STATED PROBLEM =>
Please lay out each line of the records below as a numbered list, skipping blank lines and leaving out the pictures.
* START LISTED RECORDS *
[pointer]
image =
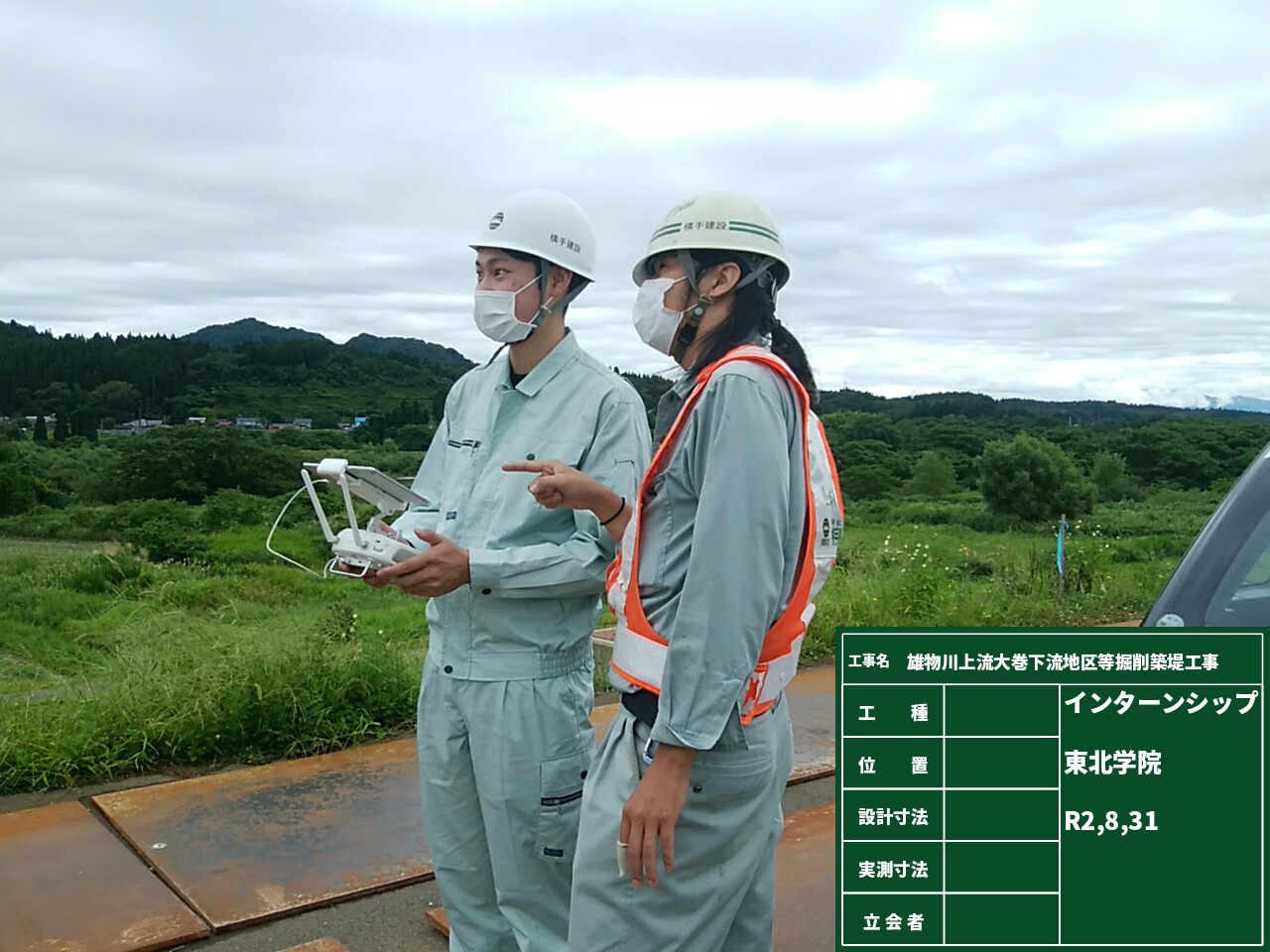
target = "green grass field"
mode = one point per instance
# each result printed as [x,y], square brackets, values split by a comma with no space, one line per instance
[111,664]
* END LISTED RECORDS *
ANSWER BELOW =>
1. [pointer]
2. image =
3. target = "green grass field"
4. mode = one point per instance
5. # each result printed as [x,y], square brackets, values split by a comma with no space, one line per instance
6. [111,664]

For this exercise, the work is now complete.